**Exercise description**
Whenever the word "below" shows up in a line of the data, copy that line.

○ ○ ○

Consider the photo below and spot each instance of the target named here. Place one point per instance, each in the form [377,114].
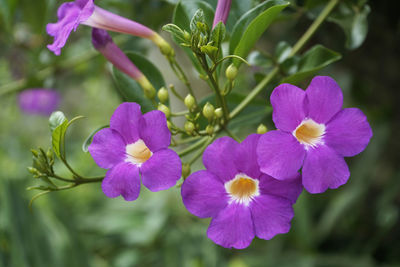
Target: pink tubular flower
[242,201]
[39,101]
[222,11]
[71,14]
[135,148]
[103,42]
[314,133]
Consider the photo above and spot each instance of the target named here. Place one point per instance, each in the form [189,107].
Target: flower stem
[299,44]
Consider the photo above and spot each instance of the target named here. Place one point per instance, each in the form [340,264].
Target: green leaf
[218,34]
[57,138]
[129,89]
[176,32]
[311,62]
[353,19]
[252,25]
[88,140]
[56,119]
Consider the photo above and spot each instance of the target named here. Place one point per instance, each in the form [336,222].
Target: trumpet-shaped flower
[314,133]
[72,14]
[39,101]
[135,148]
[242,201]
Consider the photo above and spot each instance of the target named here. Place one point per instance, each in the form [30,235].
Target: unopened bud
[231,72]
[208,111]
[262,129]
[190,102]
[185,170]
[189,127]
[164,109]
[219,113]
[210,129]
[162,95]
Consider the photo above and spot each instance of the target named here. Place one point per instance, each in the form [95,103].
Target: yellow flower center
[309,133]
[138,153]
[242,189]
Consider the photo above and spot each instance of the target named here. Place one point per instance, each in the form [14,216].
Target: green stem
[299,44]
[192,147]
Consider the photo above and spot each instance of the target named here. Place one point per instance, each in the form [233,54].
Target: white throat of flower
[242,189]
[137,153]
[309,133]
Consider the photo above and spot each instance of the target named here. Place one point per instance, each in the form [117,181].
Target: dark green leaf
[176,32]
[129,89]
[312,61]
[252,24]
[56,119]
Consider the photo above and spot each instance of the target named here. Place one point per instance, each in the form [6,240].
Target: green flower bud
[189,127]
[162,95]
[185,170]
[190,102]
[165,110]
[208,111]
[231,72]
[262,129]
[219,113]
[210,129]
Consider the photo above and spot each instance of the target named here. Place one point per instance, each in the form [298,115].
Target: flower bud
[231,72]
[190,102]
[210,129]
[219,113]
[162,95]
[185,170]
[262,129]
[208,111]
[165,110]
[189,127]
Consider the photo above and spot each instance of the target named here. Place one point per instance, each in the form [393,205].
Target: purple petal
[324,99]
[288,104]
[123,179]
[245,156]
[271,216]
[70,15]
[280,154]
[232,228]
[218,158]
[324,168]
[289,189]
[348,133]
[39,101]
[154,130]
[107,148]
[203,194]
[125,120]
[162,170]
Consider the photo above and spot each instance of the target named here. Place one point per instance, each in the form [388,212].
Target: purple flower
[315,133]
[222,11]
[242,201]
[39,101]
[135,146]
[71,14]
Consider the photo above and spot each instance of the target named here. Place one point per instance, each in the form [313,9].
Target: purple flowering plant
[252,177]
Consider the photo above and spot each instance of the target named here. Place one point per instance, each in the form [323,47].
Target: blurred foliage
[356,225]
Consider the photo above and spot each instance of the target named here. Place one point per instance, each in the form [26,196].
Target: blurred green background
[356,225]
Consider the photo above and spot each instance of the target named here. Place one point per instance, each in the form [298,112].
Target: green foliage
[310,63]
[252,25]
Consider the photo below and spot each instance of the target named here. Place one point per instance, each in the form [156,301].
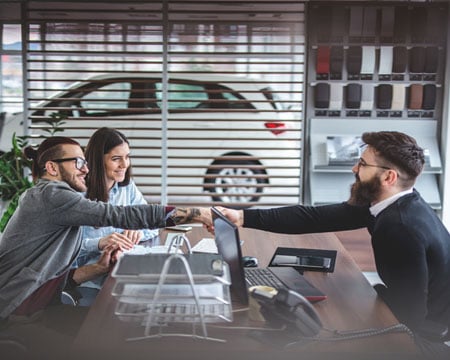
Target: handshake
[204,215]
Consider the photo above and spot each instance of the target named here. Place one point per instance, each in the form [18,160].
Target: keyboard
[261,276]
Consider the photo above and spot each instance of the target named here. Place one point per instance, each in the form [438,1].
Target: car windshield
[273,98]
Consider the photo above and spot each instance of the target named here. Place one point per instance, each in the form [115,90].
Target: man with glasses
[43,238]
[411,245]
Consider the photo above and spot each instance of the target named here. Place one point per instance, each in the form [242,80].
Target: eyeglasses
[362,163]
[79,162]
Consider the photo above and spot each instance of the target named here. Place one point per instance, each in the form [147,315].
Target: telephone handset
[288,308]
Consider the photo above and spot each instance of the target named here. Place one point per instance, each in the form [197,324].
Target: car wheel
[235,181]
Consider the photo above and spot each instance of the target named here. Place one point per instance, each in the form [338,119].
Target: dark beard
[364,193]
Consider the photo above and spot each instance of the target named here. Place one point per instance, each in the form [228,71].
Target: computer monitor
[229,246]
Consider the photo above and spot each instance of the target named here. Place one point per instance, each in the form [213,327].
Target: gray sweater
[43,239]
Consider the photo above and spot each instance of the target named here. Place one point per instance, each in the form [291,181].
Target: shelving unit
[373,67]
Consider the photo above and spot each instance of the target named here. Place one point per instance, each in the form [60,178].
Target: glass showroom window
[11,89]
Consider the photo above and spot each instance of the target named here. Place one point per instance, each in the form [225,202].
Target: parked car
[226,136]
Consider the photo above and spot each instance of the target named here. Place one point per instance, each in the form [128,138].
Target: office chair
[68,299]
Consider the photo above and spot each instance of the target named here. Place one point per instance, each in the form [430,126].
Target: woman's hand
[122,240]
[134,235]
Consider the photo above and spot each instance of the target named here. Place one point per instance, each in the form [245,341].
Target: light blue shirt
[90,253]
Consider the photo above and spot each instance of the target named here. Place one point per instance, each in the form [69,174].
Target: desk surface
[351,304]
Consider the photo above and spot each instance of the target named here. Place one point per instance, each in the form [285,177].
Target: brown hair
[101,143]
[49,149]
[400,151]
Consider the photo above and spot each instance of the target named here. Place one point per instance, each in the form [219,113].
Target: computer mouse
[249,261]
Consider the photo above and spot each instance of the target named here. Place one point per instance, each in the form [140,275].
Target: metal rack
[156,300]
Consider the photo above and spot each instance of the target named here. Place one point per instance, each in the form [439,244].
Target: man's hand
[108,258]
[134,235]
[235,216]
[116,239]
[191,215]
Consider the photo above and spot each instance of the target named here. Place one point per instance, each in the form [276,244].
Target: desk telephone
[289,308]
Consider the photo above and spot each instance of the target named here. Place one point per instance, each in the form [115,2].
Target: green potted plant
[14,179]
[15,169]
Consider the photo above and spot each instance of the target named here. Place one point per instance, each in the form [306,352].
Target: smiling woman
[109,180]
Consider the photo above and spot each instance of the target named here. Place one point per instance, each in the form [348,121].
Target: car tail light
[276,128]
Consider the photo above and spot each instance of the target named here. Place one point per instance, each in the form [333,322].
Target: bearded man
[411,245]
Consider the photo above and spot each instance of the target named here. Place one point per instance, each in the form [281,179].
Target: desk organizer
[155,290]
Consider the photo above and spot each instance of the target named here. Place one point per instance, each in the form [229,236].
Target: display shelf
[370,68]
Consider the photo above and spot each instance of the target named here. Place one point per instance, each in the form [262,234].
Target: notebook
[228,245]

○ ○ ○

**Answer box**
Consider the photo below and spot each instance of the target named here. Place one point per instance, each in the form [377,114].
Consider the photo below and spot each instance of the target named here. Place one point per instance, each in the form [156,301].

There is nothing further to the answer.